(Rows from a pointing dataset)
☆ ☆ ☆ ☆ ☆ ☆ ☆
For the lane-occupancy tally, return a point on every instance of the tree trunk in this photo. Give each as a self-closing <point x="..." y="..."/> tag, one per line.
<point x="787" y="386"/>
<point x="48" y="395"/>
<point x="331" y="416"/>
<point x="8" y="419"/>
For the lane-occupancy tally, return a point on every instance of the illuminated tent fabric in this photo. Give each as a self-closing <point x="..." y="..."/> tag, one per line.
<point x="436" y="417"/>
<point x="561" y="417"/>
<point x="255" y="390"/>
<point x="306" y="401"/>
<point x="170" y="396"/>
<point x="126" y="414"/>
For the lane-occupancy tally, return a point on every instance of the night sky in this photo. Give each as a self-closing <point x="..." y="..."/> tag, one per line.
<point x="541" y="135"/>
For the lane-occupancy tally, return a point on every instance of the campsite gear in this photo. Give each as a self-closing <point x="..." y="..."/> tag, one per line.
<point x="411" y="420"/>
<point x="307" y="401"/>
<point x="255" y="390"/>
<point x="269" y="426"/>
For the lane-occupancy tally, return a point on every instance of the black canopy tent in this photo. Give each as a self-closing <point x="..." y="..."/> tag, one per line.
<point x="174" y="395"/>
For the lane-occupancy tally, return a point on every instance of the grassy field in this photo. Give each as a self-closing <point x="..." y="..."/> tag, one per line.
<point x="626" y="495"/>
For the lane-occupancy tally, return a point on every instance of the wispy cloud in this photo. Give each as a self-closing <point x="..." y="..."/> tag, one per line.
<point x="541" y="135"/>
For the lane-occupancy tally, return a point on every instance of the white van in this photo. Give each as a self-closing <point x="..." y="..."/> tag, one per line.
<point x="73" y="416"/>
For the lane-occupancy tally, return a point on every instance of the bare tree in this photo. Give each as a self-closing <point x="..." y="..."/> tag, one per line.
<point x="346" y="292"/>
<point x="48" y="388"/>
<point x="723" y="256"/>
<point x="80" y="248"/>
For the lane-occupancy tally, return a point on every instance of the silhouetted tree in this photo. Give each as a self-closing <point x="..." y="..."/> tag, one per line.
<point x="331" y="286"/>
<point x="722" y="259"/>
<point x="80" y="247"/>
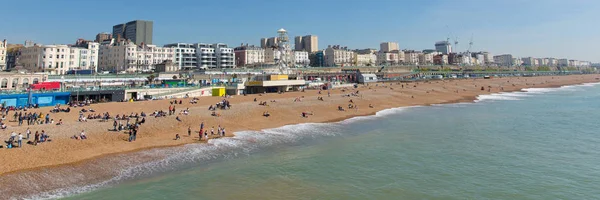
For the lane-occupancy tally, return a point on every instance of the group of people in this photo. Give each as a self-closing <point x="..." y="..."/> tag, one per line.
<point x="16" y="140"/>
<point x="204" y="133"/>
<point x="32" y="118"/>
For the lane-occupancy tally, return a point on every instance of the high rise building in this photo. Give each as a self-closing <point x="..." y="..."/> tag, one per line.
<point x="310" y="43"/>
<point x="185" y="55"/>
<point x="272" y="42"/>
<point x="100" y="37"/>
<point x="444" y="47"/>
<point x="263" y="43"/>
<point x="388" y="46"/>
<point x="298" y="46"/>
<point x="3" y="50"/>
<point x="138" y="31"/>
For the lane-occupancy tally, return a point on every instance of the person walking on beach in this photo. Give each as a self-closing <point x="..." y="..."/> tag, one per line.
<point x="20" y="141"/>
<point x="36" y="138"/>
<point x="130" y="135"/>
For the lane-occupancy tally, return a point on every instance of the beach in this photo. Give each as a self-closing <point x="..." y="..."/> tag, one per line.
<point x="245" y="114"/>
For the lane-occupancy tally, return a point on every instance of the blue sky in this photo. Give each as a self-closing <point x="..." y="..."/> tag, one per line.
<point x="538" y="28"/>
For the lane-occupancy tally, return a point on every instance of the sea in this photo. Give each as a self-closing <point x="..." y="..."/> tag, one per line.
<point x="539" y="143"/>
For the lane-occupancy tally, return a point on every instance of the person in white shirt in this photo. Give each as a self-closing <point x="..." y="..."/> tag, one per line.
<point x="20" y="141"/>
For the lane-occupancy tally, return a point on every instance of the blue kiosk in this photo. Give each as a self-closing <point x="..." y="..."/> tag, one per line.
<point x="42" y="99"/>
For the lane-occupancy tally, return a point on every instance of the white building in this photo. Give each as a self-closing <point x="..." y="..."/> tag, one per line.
<point x="185" y="55"/>
<point x="426" y="58"/>
<point x="301" y="58"/>
<point x="528" y="61"/>
<point x="367" y="59"/>
<point x="214" y="56"/>
<point x="338" y="56"/>
<point x="444" y="47"/>
<point x="249" y="55"/>
<point x="3" y="49"/>
<point x="389" y="46"/>
<point x="58" y="59"/>
<point x="127" y="56"/>
<point x="411" y="57"/>
<point x="563" y="62"/>
<point x="390" y="58"/>
<point x="505" y="60"/>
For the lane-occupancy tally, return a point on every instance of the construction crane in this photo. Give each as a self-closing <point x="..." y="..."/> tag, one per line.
<point x="470" y="44"/>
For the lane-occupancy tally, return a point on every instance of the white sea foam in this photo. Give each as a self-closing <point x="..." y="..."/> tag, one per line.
<point x="127" y="166"/>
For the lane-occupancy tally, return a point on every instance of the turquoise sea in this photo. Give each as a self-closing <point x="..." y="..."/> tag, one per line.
<point x="536" y="144"/>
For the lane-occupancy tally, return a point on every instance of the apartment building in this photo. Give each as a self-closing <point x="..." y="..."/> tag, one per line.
<point x="3" y="52"/>
<point x="249" y="55"/>
<point x="300" y="58"/>
<point x="217" y="55"/>
<point x="185" y="55"/>
<point x="308" y="43"/>
<point x="389" y="46"/>
<point x="444" y="47"/>
<point x="338" y="56"/>
<point x="390" y="58"/>
<point x="505" y="60"/>
<point x="127" y="56"/>
<point x="411" y="57"/>
<point x="58" y="59"/>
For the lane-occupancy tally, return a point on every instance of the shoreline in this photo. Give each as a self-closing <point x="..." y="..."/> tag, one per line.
<point x="463" y="99"/>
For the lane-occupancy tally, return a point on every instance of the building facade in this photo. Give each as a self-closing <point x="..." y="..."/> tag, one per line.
<point x="389" y="46"/>
<point x="505" y="60"/>
<point x="212" y="56"/>
<point x="101" y="37"/>
<point x="3" y="53"/>
<point x="411" y="57"/>
<point x="300" y="58"/>
<point x="366" y="59"/>
<point x="338" y="56"/>
<point x="19" y="81"/>
<point x="185" y="55"/>
<point x="444" y="47"/>
<point x="138" y="31"/>
<point x="249" y="55"/>
<point x="58" y="59"/>
<point x="129" y="57"/>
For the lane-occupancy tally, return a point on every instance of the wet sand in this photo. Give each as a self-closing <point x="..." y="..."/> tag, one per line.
<point x="245" y="114"/>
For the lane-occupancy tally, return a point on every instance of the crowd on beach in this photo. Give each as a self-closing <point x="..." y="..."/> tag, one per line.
<point x="130" y="123"/>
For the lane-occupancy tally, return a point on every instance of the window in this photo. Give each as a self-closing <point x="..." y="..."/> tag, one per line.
<point x="4" y="83"/>
<point x="15" y="83"/>
<point x="25" y="83"/>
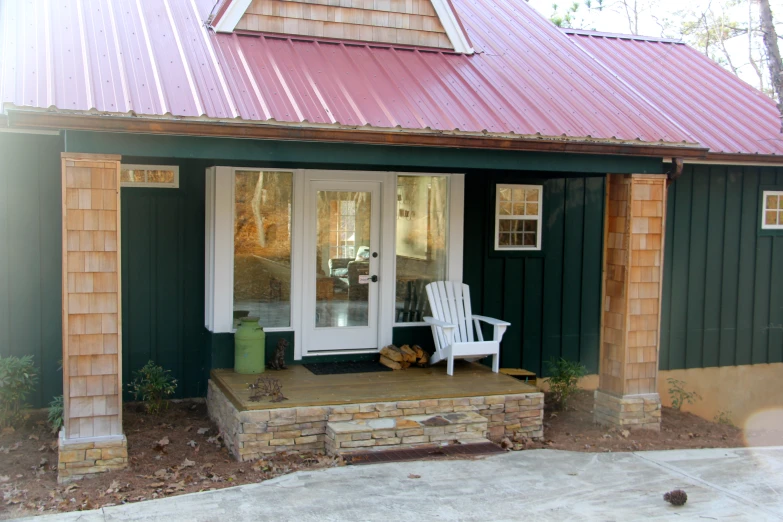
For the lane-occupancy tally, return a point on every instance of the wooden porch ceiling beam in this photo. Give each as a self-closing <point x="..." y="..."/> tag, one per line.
<point x="43" y="120"/>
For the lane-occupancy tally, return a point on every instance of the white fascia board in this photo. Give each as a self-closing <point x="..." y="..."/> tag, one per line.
<point x="448" y="18"/>
<point x="231" y="16"/>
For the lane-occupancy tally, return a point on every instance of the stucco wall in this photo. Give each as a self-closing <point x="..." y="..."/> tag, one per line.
<point x="748" y="394"/>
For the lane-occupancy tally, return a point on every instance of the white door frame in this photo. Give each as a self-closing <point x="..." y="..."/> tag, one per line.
<point x="384" y="207"/>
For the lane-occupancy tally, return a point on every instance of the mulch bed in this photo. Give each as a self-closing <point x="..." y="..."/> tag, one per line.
<point x="194" y="459"/>
<point x="180" y="452"/>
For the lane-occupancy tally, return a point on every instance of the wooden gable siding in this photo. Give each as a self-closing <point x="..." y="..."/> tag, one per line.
<point x="723" y="281"/>
<point x="406" y="22"/>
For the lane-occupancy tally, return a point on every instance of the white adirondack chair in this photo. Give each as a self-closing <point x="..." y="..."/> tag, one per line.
<point x="452" y="328"/>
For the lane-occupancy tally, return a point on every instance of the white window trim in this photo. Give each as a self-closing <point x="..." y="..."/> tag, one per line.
<point x="764" y="209"/>
<point x="219" y="255"/>
<point x="138" y="184"/>
<point x="454" y="246"/>
<point x="539" y="219"/>
<point x="219" y="272"/>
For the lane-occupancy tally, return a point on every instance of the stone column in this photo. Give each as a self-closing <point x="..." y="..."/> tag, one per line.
<point x="91" y="440"/>
<point x="630" y="317"/>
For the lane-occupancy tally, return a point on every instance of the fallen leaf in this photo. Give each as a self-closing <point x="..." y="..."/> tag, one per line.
<point x="161" y="444"/>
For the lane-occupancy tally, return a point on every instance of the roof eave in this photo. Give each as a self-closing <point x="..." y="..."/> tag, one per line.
<point x="355" y="135"/>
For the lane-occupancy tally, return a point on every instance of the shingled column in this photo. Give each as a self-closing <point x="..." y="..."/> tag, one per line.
<point x="91" y="440"/>
<point x="630" y="316"/>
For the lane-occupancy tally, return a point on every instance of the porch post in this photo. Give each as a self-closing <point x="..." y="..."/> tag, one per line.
<point x="91" y="440"/>
<point x="627" y="394"/>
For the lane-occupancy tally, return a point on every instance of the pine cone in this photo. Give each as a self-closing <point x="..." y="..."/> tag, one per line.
<point x="676" y="497"/>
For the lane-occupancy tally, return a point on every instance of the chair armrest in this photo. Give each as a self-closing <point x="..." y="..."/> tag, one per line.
<point x="489" y="320"/>
<point x="438" y="322"/>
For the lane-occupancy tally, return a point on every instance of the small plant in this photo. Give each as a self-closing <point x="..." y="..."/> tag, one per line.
<point x="152" y="385"/>
<point x="564" y="379"/>
<point x="680" y="395"/>
<point x="56" y="409"/>
<point x="18" y="377"/>
<point x="723" y="417"/>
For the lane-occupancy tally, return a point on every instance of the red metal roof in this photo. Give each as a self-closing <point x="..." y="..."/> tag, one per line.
<point x="720" y="110"/>
<point x="159" y="60"/>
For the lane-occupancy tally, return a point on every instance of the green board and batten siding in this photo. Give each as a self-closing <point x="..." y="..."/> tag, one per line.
<point x="723" y="280"/>
<point x="551" y="298"/>
<point x="30" y="253"/>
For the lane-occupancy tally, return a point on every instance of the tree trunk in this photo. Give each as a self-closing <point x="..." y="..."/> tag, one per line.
<point x="773" y="52"/>
<point x="257" y="217"/>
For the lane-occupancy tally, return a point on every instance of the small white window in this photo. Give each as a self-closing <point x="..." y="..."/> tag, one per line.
<point x="157" y="176"/>
<point x="518" y="217"/>
<point x="772" y="215"/>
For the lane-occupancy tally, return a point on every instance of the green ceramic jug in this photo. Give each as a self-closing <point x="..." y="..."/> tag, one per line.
<point x="249" y="347"/>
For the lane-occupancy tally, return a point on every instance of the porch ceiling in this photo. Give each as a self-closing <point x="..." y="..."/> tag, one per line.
<point x="303" y="388"/>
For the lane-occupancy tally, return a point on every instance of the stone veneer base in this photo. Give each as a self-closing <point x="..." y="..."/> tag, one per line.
<point x="253" y="433"/>
<point x="629" y="411"/>
<point x="79" y="458"/>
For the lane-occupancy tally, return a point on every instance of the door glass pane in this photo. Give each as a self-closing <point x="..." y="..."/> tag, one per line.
<point x="342" y="258"/>
<point x="421" y="242"/>
<point x="262" y="246"/>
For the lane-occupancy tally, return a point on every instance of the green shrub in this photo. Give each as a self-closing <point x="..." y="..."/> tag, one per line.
<point x="152" y="385"/>
<point x="723" y="417"/>
<point x="56" y="408"/>
<point x="18" y="377"/>
<point x="563" y="380"/>
<point x="679" y="395"/>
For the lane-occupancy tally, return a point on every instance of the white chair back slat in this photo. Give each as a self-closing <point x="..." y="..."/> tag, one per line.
<point x="459" y="306"/>
<point x="444" y="302"/>
<point x="468" y="312"/>
<point x="434" y="296"/>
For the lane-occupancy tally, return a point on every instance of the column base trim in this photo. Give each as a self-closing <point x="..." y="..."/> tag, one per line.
<point x="79" y="458"/>
<point x="631" y="412"/>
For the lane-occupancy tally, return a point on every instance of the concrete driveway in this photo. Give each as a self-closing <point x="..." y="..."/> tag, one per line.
<point x="722" y="484"/>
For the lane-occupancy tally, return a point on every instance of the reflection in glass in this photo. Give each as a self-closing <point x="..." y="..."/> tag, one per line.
<point x="421" y="242"/>
<point x="342" y="258"/>
<point x="262" y="246"/>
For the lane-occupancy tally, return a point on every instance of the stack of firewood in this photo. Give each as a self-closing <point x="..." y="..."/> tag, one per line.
<point x="403" y="357"/>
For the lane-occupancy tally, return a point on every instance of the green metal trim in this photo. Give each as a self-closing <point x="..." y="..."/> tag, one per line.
<point x="233" y="152"/>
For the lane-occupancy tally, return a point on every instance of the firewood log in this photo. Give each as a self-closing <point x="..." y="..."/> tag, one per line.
<point x="393" y="353"/>
<point x="408" y="354"/>
<point x="394" y="365"/>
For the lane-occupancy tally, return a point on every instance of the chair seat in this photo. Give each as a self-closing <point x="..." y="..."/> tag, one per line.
<point x="453" y="327"/>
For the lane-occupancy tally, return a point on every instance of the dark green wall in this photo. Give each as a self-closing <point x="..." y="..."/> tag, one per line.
<point x="30" y="253"/>
<point x="552" y="298"/>
<point x="163" y="279"/>
<point x="723" y="281"/>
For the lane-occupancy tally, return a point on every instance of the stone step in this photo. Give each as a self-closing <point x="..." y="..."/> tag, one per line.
<point x="395" y="432"/>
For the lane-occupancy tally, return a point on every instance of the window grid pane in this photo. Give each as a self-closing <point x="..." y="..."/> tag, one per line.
<point x="772" y="215"/>
<point x="518" y="217"/>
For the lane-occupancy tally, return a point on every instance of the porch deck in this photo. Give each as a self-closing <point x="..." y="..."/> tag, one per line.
<point x="303" y="388"/>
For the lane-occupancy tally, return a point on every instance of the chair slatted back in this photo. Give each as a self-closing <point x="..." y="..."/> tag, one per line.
<point x="450" y="302"/>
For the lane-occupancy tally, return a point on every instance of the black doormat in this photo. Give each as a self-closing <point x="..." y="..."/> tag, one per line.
<point x="346" y="367"/>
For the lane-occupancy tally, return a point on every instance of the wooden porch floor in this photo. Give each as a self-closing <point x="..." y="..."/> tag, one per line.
<point x="303" y="388"/>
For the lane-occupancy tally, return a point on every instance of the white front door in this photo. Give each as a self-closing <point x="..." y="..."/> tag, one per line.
<point x="341" y="265"/>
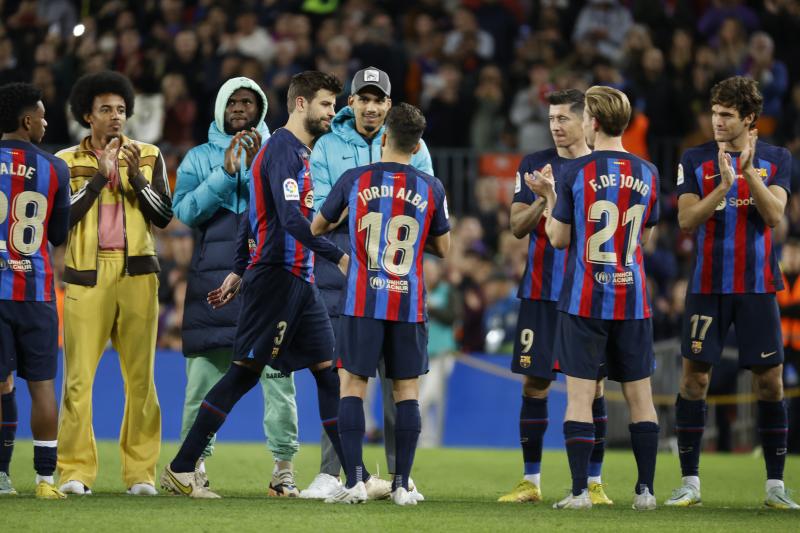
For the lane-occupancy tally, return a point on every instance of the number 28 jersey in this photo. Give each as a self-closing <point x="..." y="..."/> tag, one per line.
<point x="392" y="210"/>
<point x="609" y="198"/>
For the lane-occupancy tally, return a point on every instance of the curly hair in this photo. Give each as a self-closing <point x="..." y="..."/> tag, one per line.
<point x="15" y="100"/>
<point x="89" y="86"/>
<point x="741" y="94"/>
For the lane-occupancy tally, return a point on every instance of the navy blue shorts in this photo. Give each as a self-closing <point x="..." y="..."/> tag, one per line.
<point x="533" y="344"/>
<point x="755" y="317"/>
<point x="28" y="340"/>
<point x="590" y="348"/>
<point x="283" y="321"/>
<point x="361" y="341"/>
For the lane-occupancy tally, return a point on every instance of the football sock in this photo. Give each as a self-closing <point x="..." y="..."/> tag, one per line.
<point x="579" y="437"/>
<point x="45" y="457"/>
<point x="532" y="425"/>
<point x="773" y="427"/>
<point x="644" y="441"/>
<point x="407" y="429"/>
<point x="215" y="407"/>
<point x="8" y="428"/>
<point x="351" y="433"/>
<point x="598" y="451"/>
<point x="690" y="421"/>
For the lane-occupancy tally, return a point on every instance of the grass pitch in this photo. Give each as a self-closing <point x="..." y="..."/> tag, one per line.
<point x="460" y="488"/>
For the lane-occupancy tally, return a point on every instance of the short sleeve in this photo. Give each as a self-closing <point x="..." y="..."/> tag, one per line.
<point x="522" y="193"/>
<point x="685" y="181"/>
<point x="440" y="224"/>
<point x="336" y="202"/>
<point x="565" y="202"/>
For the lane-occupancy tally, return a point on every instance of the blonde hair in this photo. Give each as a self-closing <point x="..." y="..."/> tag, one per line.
<point x="610" y="107"/>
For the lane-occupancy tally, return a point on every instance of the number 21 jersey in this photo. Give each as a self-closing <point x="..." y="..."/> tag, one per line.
<point x="609" y="198"/>
<point x="392" y="210"/>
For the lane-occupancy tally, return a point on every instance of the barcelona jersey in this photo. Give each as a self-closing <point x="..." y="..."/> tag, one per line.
<point x="392" y="210"/>
<point x="281" y="208"/>
<point x="608" y="197"/>
<point x="34" y="209"/>
<point x="544" y="269"/>
<point x="735" y="249"/>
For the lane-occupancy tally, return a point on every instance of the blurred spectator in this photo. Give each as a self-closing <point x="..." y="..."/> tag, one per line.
☆ ☆ ☆ ☆ ☆ ☆ ☆
• [YOUR OBJECTIVE] Every line from the one containing "the number 21" through the last line must be copied exactly; leave out the rest.

• [RESPONSE FOR THIS EXERCISE]
For the lane-occupancy tally, return a point on every instance of the number 21 jersey in this photo. Give each as a self-closing <point x="..." y="..."/> tag, one per line.
<point x="609" y="198"/>
<point x="392" y="210"/>
For the lane-occupancy tally, return a point on every instance of the barcelona jersey in this photo. Give each as a self-closing <point x="..." y="..."/> tag, one per line.
<point x="392" y="210"/>
<point x="281" y="208"/>
<point x="608" y="197"/>
<point x="34" y="209"/>
<point x="544" y="269"/>
<point x="735" y="249"/>
For the lane-occupancy tally, return a point on every instance of the blurred spectator in this photo. Give each as a self-closing <point x="..." y="..."/> tag, one per line.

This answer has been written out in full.